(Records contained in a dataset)
========================

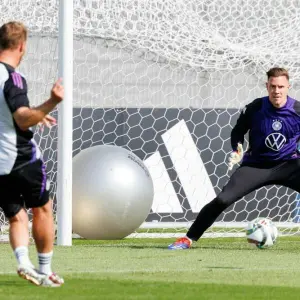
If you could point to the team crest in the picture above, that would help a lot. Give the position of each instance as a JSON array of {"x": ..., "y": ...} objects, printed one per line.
[{"x": 277, "y": 125}]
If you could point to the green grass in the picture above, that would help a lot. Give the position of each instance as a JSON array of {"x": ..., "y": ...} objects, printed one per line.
[{"x": 144, "y": 269}]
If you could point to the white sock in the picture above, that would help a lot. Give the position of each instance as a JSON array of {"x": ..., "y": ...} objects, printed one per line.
[
  {"x": 45, "y": 262},
  {"x": 22, "y": 256}
]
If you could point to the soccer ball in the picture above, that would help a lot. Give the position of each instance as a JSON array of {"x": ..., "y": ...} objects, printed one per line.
[{"x": 262, "y": 233}]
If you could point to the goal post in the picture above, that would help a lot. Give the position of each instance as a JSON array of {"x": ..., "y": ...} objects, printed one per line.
[
  {"x": 65, "y": 125},
  {"x": 166, "y": 80}
]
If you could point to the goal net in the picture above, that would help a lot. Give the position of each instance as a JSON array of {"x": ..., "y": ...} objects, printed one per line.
[{"x": 167, "y": 80}]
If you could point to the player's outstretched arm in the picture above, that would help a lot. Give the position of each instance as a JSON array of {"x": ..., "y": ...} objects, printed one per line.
[
  {"x": 27, "y": 117},
  {"x": 237, "y": 138}
]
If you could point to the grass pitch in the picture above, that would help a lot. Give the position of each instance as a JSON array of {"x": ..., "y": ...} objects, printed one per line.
[{"x": 145, "y": 269}]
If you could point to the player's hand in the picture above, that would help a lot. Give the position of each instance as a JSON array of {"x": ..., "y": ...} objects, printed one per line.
[
  {"x": 48, "y": 121},
  {"x": 57, "y": 91},
  {"x": 235, "y": 156}
]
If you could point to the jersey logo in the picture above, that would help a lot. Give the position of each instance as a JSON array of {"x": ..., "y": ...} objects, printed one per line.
[
  {"x": 17, "y": 80},
  {"x": 275, "y": 141},
  {"x": 277, "y": 125}
]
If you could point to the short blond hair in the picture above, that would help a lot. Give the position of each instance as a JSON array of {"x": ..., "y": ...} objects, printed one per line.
[
  {"x": 12, "y": 34},
  {"x": 276, "y": 72}
]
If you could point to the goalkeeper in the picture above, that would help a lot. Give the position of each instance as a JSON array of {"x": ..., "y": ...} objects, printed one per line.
[{"x": 273, "y": 157}]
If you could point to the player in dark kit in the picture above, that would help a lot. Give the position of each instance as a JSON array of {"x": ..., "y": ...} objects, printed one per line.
[
  {"x": 273, "y": 123},
  {"x": 23, "y": 181}
]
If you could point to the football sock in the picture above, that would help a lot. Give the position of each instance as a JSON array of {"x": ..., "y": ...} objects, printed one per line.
[
  {"x": 22, "y": 256},
  {"x": 45, "y": 262}
]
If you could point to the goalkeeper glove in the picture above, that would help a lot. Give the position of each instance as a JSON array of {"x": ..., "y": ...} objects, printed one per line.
[{"x": 235, "y": 156}]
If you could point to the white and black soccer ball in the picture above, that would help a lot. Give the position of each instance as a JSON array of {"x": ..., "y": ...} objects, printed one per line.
[{"x": 262, "y": 233}]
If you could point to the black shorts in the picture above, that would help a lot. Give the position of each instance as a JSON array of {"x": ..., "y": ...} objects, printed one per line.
[
  {"x": 25, "y": 187},
  {"x": 248, "y": 178}
]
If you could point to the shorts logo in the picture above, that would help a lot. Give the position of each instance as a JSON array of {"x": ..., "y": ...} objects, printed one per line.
[
  {"x": 277, "y": 125},
  {"x": 275, "y": 141}
]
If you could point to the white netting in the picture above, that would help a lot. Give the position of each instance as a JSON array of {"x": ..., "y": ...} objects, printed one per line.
[{"x": 166, "y": 79}]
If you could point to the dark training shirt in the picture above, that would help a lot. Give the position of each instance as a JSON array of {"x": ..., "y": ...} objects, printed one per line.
[
  {"x": 273, "y": 132},
  {"x": 17, "y": 147}
]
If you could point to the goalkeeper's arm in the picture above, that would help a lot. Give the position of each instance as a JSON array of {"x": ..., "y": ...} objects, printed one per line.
[{"x": 237, "y": 139}]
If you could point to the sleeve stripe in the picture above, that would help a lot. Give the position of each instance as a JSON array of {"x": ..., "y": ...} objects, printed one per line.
[{"x": 17, "y": 79}]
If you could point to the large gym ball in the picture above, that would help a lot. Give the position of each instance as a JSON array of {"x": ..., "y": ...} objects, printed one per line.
[{"x": 112, "y": 192}]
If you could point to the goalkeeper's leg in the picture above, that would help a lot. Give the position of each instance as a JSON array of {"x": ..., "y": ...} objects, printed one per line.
[{"x": 243, "y": 181}]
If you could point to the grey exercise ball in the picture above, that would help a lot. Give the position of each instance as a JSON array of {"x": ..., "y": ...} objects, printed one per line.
[{"x": 112, "y": 192}]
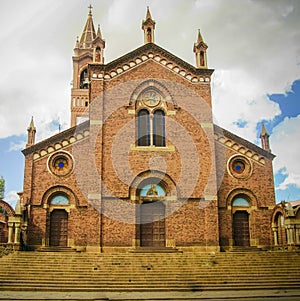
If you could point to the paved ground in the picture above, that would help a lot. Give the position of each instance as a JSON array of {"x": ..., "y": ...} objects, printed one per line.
[{"x": 258, "y": 295}]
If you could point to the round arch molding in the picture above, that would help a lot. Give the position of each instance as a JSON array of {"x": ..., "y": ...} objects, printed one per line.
[
  {"x": 153, "y": 177},
  {"x": 10, "y": 211},
  {"x": 154, "y": 85},
  {"x": 59, "y": 190},
  {"x": 240, "y": 192}
]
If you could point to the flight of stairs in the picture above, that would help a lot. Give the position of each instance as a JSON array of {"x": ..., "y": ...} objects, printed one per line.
[{"x": 176, "y": 271}]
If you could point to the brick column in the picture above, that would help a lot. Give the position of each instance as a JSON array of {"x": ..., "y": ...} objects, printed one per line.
[
  {"x": 297, "y": 230},
  {"x": 275, "y": 232},
  {"x": 290, "y": 234},
  {"x": 10, "y": 232},
  {"x": 17, "y": 232}
]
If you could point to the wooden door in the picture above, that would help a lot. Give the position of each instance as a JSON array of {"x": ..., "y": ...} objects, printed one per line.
[
  {"x": 59, "y": 228},
  {"x": 241, "y": 228},
  {"x": 153, "y": 225}
]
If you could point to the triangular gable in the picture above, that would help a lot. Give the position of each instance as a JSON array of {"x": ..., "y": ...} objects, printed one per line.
[
  {"x": 59, "y": 141},
  {"x": 154, "y": 52},
  {"x": 241, "y": 145}
]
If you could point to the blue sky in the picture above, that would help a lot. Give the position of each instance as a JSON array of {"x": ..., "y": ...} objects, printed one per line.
[{"x": 252, "y": 45}]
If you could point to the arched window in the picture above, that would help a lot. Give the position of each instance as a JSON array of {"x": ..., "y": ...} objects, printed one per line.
[
  {"x": 143, "y": 128},
  {"x": 159, "y": 128},
  {"x": 59, "y": 199},
  {"x": 240, "y": 201},
  {"x": 84, "y": 80},
  {"x": 152, "y": 190}
]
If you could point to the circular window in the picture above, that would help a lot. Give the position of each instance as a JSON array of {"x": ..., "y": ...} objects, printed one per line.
[
  {"x": 239, "y": 167},
  {"x": 59, "y": 199},
  {"x": 60, "y": 164}
]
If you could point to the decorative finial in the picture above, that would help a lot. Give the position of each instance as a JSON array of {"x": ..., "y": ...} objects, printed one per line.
[{"x": 90, "y": 8}]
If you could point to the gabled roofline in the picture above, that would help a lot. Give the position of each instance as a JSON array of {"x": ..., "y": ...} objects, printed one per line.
[
  {"x": 151, "y": 47},
  {"x": 246, "y": 143},
  {"x": 56, "y": 138}
]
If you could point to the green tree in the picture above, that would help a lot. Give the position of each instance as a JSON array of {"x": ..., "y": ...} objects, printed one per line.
[{"x": 2, "y": 184}]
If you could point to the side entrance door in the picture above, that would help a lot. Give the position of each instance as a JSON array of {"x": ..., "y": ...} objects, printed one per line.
[
  {"x": 59, "y": 228},
  {"x": 241, "y": 228},
  {"x": 153, "y": 233}
]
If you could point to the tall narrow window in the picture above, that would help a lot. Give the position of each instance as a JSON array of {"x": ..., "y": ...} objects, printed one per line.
[
  {"x": 84, "y": 80},
  {"x": 159, "y": 128},
  {"x": 143, "y": 128}
]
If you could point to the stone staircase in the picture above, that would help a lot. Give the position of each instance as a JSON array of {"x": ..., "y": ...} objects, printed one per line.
[{"x": 174, "y": 271}]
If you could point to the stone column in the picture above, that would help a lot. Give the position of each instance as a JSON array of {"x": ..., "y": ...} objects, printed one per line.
[
  {"x": 10, "y": 232},
  {"x": 290, "y": 234},
  {"x": 275, "y": 232},
  {"x": 297, "y": 230},
  {"x": 17, "y": 232}
]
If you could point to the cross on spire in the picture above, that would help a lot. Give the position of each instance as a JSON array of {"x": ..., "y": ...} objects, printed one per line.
[{"x": 90, "y": 7}]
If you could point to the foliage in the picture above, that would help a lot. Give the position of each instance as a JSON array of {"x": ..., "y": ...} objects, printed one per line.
[{"x": 2, "y": 184}]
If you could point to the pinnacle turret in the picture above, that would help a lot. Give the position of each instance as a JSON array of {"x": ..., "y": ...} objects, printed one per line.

========================

Only the lines from the one containing "If you could point to the cross" through the end of the records above belong in the output, each exactly as it stands, both ends included.

=== Task response ===
If you could point to the cross on spire in the picture above, that would help a lot. Give the position of each instance as a JSON array of {"x": ..., "y": ...} objects, printed one per line.
[{"x": 90, "y": 7}]
If you could point to the foliage in the picture above, that would help a lot. Give the position of each instance as a JSON array of {"x": ..., "y": ...} objects, printed one per line.
[{"x": 2, "y": 184}]
If you could point to the pinnacle turret in the picture above, that would help a lot. Give the position of each instance as a JSON array of {"x": ..., "y": ...} objects, printed one per line.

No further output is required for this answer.